TASK PROMPT
Take every line from the entries below that includes the word "clicks" and copy it.

▶

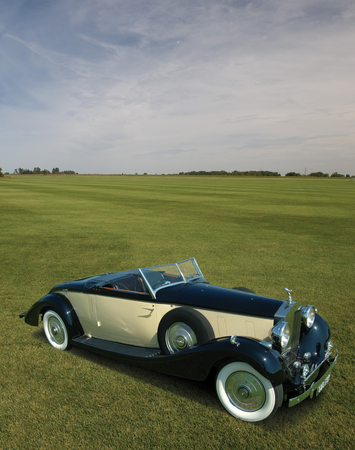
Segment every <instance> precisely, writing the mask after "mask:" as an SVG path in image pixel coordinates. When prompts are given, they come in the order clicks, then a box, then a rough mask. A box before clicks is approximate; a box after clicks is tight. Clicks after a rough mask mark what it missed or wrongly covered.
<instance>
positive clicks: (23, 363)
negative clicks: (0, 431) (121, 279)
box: [0, 175, 355, 449]
mask: <svg viewBox="0 0 355 450" xmlns="http://www.w3.org/2000/svg"><path fill="white" fill-rule="evenodd" d="M354 204H355V182H351V181H350V180H349V179H347V180H346V179H309V178H307V179H303V178H302V179H289V178H278V179H266V178H231V177H226V178H222V177H221V178H218V177H216V178H213V177H201V178H200V177H173V176H171V177H168V176H33V175H32V176H18V177H12V178H3V179H0V227H1V234H0V249H1V260H0V270H1V272H0V273H1V285H0V318H1V327H0V342H1V360H0V361H1V362H0V367H1V370H0V431H1V434H0V448H1V449H49V448H63V449H84V448H85V449H116V448H120V449H143V448H144V449H150V448H152V449H153V448H154V449H168V448H174V449H229V448H231V449H232V448H233V449H237V448H243V449H254V448H257V449H269V448H273V449H279V448H280V449H281V448H282V449H291V448H292V449H303V448H304V449H308V448H322V449H323V448H327V449H350V448H354V439H355V431H354V419H353V417H354V410H355V406H354V404H355V395H354V392H355V389H354V388H355V386H354V353H355V352H354V349H353V342H354V335H355V307H354V268H355V260H354V249H355V212H354ZM191 256H195V257H196V259H197V261H198V263H199V265H200V267H201V269H202V271H203V273H204V275H205V278H206V279H207V280H208V281H210V282H211V283H213V284H218V285H222V286H226V287H233V286H236V285H239V286H246V287H249V288H251V289H253V290H255V291H256V292H257V293H259V294H262V295H267V296H271V297H276V298H282V299H286V294H285V292H284V291H283V288H284V287H285V286H287V287H288V288H290V289H293V294H292V296H293V298H294V299H295V300H296V301H299V302H301V303H303V304H308V303H311V304H314V305H315V306H316V307H317V308H318V310H319V313H320V314H321V315H323V316H324V317H325V318H326V320H327V321H328V323H329V324H330V327H331V329H332V333H333V334H332V339H333V342H334V344H335V345H336V347H337V348H338V349H339V359H338V365H337V367H336V368H335V370H334V371H333V374H332V379H331V382H330V383H329V385H328V386H327V388H326V389H325V390H324V391H323V392H322V394H321V395H320V396H319V397H317V398H316V399H313V400H309V401H305V402H303V403H302V404H300V405H298V406H296V407H294V408H291V409H289V408H287V407H285V406H283V407H282V408H281V409H280V410H279V411H278V413H277V415H276V416H275V417H274V418H273V419H272V420H271V421H269V422H265V423H262V424H258V425H253V424H249V423H245V422H241V421H238V420H236V419H234V418H232V417H230V416H229V415H228V414H227V413H226V412H225V411H224V409H223V408H222V406H220V404H219V401H218V399H217V396H216V394H215V392H214V386H213V383H211V382H210V381H206V382H203V383H198V382H193V381H189V380H184V379H178V378H174V377H170V376H166V375H162V374H158V373H153V372H149V371H144V370H140V369H136V368H134V367H131V366H129V365H125V364H121V363H119V362H115V361H112V360H108V359H106V358H103V357H100V356H98V355H95V354H91V353H88V352H86V351H84V350H80V349H75V348H74V349H72V350H71V351H70V352H60V351H56V350H54V349H53V348H52V347H51V346H50V345H49V344H48V343H47V341H46V339H45V337H44V335H43V329H42V327H38V328H36V327H30V326H28V325H26V324H25V322H24V321H23V320H20V319H19V318H18V313H20V312H23V311H26V310H27V309H28V308H29V307H30V306H31V305H32V304H33V303H34V302H35V301H36V300H37V299H39V298H40V297H41V296H43V295H45V294H46V293H47V292H48V290H49V289H50V288H51V287H52V286H53V285H55V284H58V283H60V282H64V281H68V280H72V279H75V278H79V277H84V276H89V275H95V274H99V273H104V272H110V271H119V270H125V269H133V268H137V267H143V266H151V265H158V264H165V263H169V262H175V261H177V260H183V259H186V258H188V257H191Z"/></svg>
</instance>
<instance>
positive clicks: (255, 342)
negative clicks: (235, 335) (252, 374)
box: [215, 337, 287, 384]
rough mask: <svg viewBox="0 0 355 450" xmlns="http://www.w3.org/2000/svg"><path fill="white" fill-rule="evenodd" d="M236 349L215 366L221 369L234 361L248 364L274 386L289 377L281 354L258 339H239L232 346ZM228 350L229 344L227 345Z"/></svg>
mask: <svg viewBox="0 0 355 450" xmlns="http://www.w3.org/2000/svg"><path fill="white" fill-rule="evenodd" d="M230 345H231V346H232V347H235V348H234V349H232V350H230V351H231V354H230V355H228V356H227V357H225V356H226V355H223V356H224V357H223V358H222V359H221V360H220V361H218V363H217V364H215V366H216V367H217V368H218V369H219V368H222V367H223V366H224V365H225V364H226V363H228V362H232V361H242V362H246V363H247V364H249V365H250V366H252V367H253V368H254V369H255V370H257V371H258V372H259V373H260V374H261V375H263V376H264V377H266V378H267V379H268V380H270V381H271V382H272V383H273V384H281V383H283V382H284V381H285V379H286V377H287V366H286V364H285V362H284V360H283V359H282V358H281V356H280V354H279V353H278V352H277V351H275V350H273V349H269V348H267V347H265V346H264V345H262V344H261V343H260V341H258V340H256V339H251V338H246V337H238V338H237V339H236V343H235V344H230ZM226 346H227V348H228V344H227V343H226Z"/></svg>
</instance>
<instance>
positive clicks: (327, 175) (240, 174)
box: [179, 170, 350, 178]
mask: <svg viewBox="0 0 355 450" xmlns="http://www.w3.org/2000/svg"><path fill="white" fill-rule="evenodd" d="M179 175H232V176H247V177H281V175H280V174H279V173H278V172H270V171H268V170H258V171H257V170H247V171H244V172H240V171H238V170H233V172H226V171H225V170H212V171H210V172H208V171H205V170H200V171H195V170H192V171H191V172H179ZM285 176H286V177H302V176H308V177H325V178H327V177H350V175H349V174H347V175H343V174H341V173H338V172H334V173H332V174H331V175H329V173H323V172H312V173H310V174H308V175H301V174H300V173H297V172H288V173H286V175H285Z"/></svg>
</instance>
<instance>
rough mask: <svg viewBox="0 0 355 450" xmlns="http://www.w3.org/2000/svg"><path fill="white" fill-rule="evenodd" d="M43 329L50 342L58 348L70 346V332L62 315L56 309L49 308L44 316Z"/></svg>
mask: <svg viewBox="0 0 355 450" xmlns="http://www.w3.org/2000/svg"><path fill="white" fill-rule="evenodd" d="M43 329H44V334H45V335H46V338H47V339H48V342H49V343H50V344H51V345H52V346H53V347H54V348H56V349H57V350H67V349H69V347H70V343H69V332H68V329H67V326H66V324H65V322H64V320H63V319H62V317H61V316H60V315H59V314H58V313H57V312H55V311H52V310H48V311H46V312H45V313H44V316H43Z"/></svg>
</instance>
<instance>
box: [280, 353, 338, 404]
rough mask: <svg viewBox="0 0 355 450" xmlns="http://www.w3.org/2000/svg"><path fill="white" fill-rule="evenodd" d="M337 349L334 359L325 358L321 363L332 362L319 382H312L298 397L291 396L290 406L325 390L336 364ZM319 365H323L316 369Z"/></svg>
mask: <svg viewBox="0 0 355 450" xmlns="http://www.w3.org/2000/svg"><path fill="white" fill-rule="evenodd" d="M335 351H336V355H335V358H334V359H333V360H332V361H329V360H328V359H324V360H323V361H322V363H321V365H322V364H323V363H324V362H326V361H327V362H329V363H330V364H331V365H330V367H329V369H328V370H327V371H326V372H325V374H324V375H323V376H322V377H321V378H320V379H319V380H318V381H317V382H314V383H312V385H311V387H310V388H309V389H308V390H307V391H305V392H303V393H302V394H301V395H299V396H298V397H294V398H291V399H290V400H289V402H288V406H289V408H291V407H292V406H295V405H298V404H299V403H301V402H302V401H303V400H305V399H306V398H308V397H311V398H313V397H314V393H315V395H316V396H317V395H318V394H320V392H321V391H322V390H323V388H324V387H325V386H326V385H327V384H328V381H329V379H330V374H331V372H332V370H333V369H334V366H335V364H336V362H337V359H338V350H335ZM319 367H321V366H318V367H317V369H316V370H318V369H319ZM313 373H314V372H313ZM308 378H309V377H308Z"/></svg>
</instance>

◀

ANSWER BOX
Segment every <instance> precisely, writing the mask after "mask:" as an SVG path in image pixel coordinates. When prompts are given, they come in the order clicks, then a box, then a rough mask. A box before clicks is approximate; a box after clicks is tight. Clicks after a rough mask mark what it missed or wrongly covered.
positive clicks: (23, 363)
negative clicks: (0, 431) (121, 279)
positive clicks: (255, 342)
negative clicks: (235, 335) (252, 374)
positive clicks: (327, 175) (240, 174)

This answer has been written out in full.